Task goal: Write out every record below exactly, so that nothing differs from what is shown.

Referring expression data
-- Opening Marker --

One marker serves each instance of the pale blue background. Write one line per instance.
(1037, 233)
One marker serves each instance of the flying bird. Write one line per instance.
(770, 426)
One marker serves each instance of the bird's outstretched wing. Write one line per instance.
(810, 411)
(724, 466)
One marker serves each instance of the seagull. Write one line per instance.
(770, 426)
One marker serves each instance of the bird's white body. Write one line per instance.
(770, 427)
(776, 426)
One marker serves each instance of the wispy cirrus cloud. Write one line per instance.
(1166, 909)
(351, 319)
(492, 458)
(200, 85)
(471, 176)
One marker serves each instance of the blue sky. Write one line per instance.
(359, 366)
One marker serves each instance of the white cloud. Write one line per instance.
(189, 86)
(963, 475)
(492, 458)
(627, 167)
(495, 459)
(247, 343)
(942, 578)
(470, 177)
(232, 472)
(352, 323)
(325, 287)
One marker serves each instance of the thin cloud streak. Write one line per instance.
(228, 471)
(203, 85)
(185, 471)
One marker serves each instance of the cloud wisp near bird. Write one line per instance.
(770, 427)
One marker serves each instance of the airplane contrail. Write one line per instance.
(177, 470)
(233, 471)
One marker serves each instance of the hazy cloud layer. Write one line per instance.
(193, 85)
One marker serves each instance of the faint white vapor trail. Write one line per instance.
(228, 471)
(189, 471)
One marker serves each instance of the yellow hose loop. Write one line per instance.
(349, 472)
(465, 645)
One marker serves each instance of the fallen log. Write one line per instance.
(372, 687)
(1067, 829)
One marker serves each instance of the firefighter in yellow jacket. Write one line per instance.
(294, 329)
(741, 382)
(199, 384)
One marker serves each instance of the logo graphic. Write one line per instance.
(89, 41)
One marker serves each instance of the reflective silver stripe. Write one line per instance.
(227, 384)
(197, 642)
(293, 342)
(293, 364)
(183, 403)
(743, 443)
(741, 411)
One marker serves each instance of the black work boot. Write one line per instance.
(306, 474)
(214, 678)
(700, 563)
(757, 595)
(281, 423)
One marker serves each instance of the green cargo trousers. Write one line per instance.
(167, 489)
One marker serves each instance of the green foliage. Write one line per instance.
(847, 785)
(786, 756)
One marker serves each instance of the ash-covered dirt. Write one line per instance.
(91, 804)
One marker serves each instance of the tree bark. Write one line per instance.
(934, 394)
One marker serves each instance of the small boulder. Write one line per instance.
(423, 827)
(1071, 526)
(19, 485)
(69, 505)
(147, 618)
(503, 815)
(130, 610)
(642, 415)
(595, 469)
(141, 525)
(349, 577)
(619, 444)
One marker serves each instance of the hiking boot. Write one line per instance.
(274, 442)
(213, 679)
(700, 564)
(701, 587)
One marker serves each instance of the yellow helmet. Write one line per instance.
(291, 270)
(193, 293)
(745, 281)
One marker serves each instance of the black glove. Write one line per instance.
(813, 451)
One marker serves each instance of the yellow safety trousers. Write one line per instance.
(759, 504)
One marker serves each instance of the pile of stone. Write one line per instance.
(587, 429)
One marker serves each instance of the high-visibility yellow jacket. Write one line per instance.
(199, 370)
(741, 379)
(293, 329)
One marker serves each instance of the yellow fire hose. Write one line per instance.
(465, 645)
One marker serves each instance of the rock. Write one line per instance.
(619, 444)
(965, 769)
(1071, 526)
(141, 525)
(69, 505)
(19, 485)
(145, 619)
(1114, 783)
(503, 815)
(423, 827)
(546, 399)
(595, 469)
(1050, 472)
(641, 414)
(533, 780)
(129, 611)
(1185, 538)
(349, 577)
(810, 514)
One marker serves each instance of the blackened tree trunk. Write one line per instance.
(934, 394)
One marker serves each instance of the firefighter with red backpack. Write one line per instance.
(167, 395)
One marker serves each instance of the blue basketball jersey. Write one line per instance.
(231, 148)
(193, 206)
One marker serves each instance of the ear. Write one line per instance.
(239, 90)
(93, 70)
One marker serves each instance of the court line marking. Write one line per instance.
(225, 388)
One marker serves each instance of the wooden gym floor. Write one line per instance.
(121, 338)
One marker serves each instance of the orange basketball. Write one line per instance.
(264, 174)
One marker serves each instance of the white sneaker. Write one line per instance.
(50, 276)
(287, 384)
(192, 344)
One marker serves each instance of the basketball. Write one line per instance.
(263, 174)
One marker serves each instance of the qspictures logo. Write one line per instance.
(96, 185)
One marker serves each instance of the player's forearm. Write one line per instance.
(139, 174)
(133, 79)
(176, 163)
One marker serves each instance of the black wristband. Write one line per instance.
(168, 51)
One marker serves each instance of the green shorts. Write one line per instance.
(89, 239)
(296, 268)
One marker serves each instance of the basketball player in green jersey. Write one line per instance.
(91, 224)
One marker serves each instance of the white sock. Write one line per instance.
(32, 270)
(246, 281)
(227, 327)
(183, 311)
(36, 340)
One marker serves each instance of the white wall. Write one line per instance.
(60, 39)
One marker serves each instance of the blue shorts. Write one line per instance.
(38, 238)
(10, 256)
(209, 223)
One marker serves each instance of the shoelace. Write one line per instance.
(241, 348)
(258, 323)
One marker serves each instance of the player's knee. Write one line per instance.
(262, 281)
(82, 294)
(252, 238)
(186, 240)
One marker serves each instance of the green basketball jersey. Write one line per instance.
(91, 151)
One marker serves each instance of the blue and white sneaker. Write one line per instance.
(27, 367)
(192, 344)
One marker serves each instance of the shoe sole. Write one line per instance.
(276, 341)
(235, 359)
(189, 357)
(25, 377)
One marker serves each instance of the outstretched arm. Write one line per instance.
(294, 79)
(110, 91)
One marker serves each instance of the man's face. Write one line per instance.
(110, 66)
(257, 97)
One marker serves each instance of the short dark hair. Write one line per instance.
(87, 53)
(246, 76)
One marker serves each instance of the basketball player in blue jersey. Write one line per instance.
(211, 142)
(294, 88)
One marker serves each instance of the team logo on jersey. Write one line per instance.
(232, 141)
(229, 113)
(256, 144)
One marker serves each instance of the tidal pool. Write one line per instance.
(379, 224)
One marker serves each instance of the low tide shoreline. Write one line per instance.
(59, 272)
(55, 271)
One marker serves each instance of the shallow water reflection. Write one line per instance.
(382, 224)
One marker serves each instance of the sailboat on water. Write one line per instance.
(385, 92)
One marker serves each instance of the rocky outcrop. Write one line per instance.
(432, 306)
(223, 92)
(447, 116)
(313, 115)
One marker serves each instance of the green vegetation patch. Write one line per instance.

-- Closing Marker --

Completed exercise:
One marker serves each instance of the pale blue background. Write one line per instance.
(1037, 233)
One marker serves each instance of the flying bird. Write one line per instance.
(770, 426)
One marker serves each instance of the bird's outstretched wing. Write one line per instance.
(810, 411)
(724, 466)
One marker serves each instance of the seagull. Write one line per instance.
(770, 426)
One marker serves each instance of the bird's white body. Write one line per instance.
(770, 427)
(776, 426)
One marker serves each instance of the wispy cirrus cloud. Write one line per instance.
(1166, 909)
(351, 319)
(492, 458)
(200, 85)
(471, 176)
One marker serves each instance of the blue sky. Write one line per instance.
(359, 366)
One marker serves each instance of the white cloud. Write one line per instance.
(189, 86)
(963, 475)
(492, 458)
(627, 167)
(495, 459)
(247, 343)
(942, 578)
(470, 177)
(232, 472)
(352, 323)
(325, 287)
One marker serves each instance of the thin cloud streak. Write one line per instance.
(228, 471)
(203, 85)
(185, 471)
One marker serves each instance of the cloud wisp near bird. Write one line per instance.
(770, 427)
One marker serves each instance of the airplane contrail. Write one line per instance.
(177, 470)
(233, 471)
One marker serves each instance of the hazy cloud layer. Write one line per instance.
(193, 85)
One marker serves each instance of the faint white vapor trail. Write one line per instance.
(228, 471)
(189, 471)
One marker serves each instance of the yellow hose loop. Write one line per instance.
(349, 472)
(465, 645)
One marker serves each instance of the fallen log. Write one line per instance.
(372, 687)
(1067, 829)
One marker serves each instance of the firefighter in yellow jacket. Write one line per instance.
(294, 329)
(741, 382)
(199, 384)
One marker serves each instance of the logo graphic. Write one line per instance.
(89, 41)
One marker serves each instance of the reflective silver stripe. Write one line per instance.
(227, 384)
(197, 642)
(293, 342)
(293, 364)
(183, 403)
(743, 443)
(741, 411)
One marker serves each instance of the black work boot. Write one line per instance.
(306, 474)
(214, 678)
(700, 563)
(757, 595)
(281, 423)
One marker serves each instance of the green cargo trousers. Write one line per instance.
(167, 489)
One marker serves each instance of the green foliage. Write one line per instance.
(847, 785)
(786, 756)
One marker serves each instance of the ash-covered dirt. Write one line per instance.
(91, 804)
One marker serves each instance of the tree bark. Write one line per instance.
(934, 394)
One marker serves each instance of the small boulder. Write one line per instance.
(423, 827)
(1071, 526)
(19, 485)
(69, 505)
(147, 618)
(503, 815)
(130, 610)
(642, 415)
(595, 469)
(141, 525)
(349, 577)
(619, 444)
One marker serves each instance of the hiking boot. Write one line per instance.
(274, 442)
(213, 679)
(700, 564)
(701, 587)
One marker serves each instance of the yellow helmet. Write one line per instance.
(291, 270)
(193, 293)
(745, 281)
One marker serves each instance of the black glove. Write one line per instance.
(813, 451)
One marker serves each instance of the yellow safety trousers. Write one line per instance.
(759, 504)
One marker serves each instance of the pile of stone. Write one line per instance.
(587, 429)
One marker serves each instance of the high-visibility yellow jacket. Write one line per instance.
(199, 370)
(741, 379)
(293, 329)
One marker serves each instance of the yellow fire hose. Write one line per instance.
(465, 645)
One marker serves each instance of the rock. Write one line per instance.
(619, 444)
(965, 769)
(1071, 526)
(141, 525)
(69, 505)
(19, 485)
(145, 619)
(1114, 783)
(503, 815)
(423, 827)
(546, 399)
(595, 469)
(1050, 472)
(641, 414)
(533, 780)
(129, 611)
(1185, 538)
(349, 577)
(810, 514)
One marker serves each instance of the blackened tree trunk. Write one line per instance.
(934, 394)
One marker serves each instance of the firefighter with red backpack. Write one line per instance.
(167, 395)
One marker serves each instance of the blue basketball jersey. Write one line per instance.
(231, 148)
(193, 206)
One marker serves each instance of the ear. Write one line per instance.
(239, 90)
(93, 70)
One marker serves each instance of the court line marking. Write one line per instance.
(225, 388)
One marker serves each instance of the wooden gym floor. Write one line per instance.
(121, 338)
One marker serves each instance of the orange basketball. Write one line per instance.
(264, 174)
One marker serves each instance of the white sneaker. Write one line per instance.
(50, 276)
(287, 384)
(192, 344)
One marker serves each instance of the basketball. Write one line per instance.
(263, 174)
One marker serves each instance of the qspictures logo. Write one line per instance.
(96, 185)
One marker serves each instance of the player's forearm. Write one line per instance.
(139, 174)
(133, 79)
(176, 163)
One marker serves each instance of the black wristband. Write one line per instance.
(168, 51)
One marker serves each instance of the green shorts. Write one line per instance.
(89, 239)
(296, 268)
One marker serves each instance of the basketball player in green jersey. Write one line per instance.
(91, 224)
One marker serves each instance of the white sock. Write one line per instance.
(32, 270)
(246, 281)
(227, 327)
(183, 311)
(36, 340)
One marker serves each instance of the white wall. Write one line per instance.
(60, 39)
One marker serves each instance of the blue shorts. Write one line per instance.
(38, 238)
(10, 256)
(209, 223)
One marker serves each instance of the shoelace. Write one line per instance.
(241, 348)
(258, 323)
One marker serves each instance of the player's knee. Write one line per instance.
(262, 281)
(82, 294)
(252, 238)
(186, 240)
One marker serves each instance of the green basketball jersey. Write one line per instance.
(91, 151)
One marker serves each instance of the blue and white sneaker. Write one line per instance.
(27, 367)
(192, 344)
One marker serves each instance of the shoe sole. Write one line per instance.
(276, 341)
(235, 359)
(189, 357)
(25, 377)
One marker serves each instance of the outstretched arm. Write one line per instance.
(294, 79)
(110, 91)
One marker serves each instance of the man's face. Write one line per instance.
(110, 66)
(257, 97)
One marker serves each instance of the short dark hair. Write one line per instance.
(87, 53)
(246, 76)
One marker serves each instance of the basketball player in blue jersey. Write one line per instance.
(211, 142)
(294, 88)
One marker serves each instance of the team logo on jersey. Write one line per instance.
(232, 141)
(229, 113)
(256, 144)
One marker serves each instance of the tidal pool. Write one line per instance.
(379, 224)
One marker serves each instance of the low tide shoreline. Write one line per instance.
(59, 272)
(55, 271)
One marker serves each instance of the shallow water reflection. Write one line per instance.
(382, 224)
One marker serves each instance of the sailboat on water. Write one line per instance.
(385, 92)
One marker serves each instance of the rocky outcrop. Write one line per instance.
(432, 306)
(223, 92)
(447, 116)
(313, 115)
One marker serves each instance of the green vegetation patch. Write one line per instance.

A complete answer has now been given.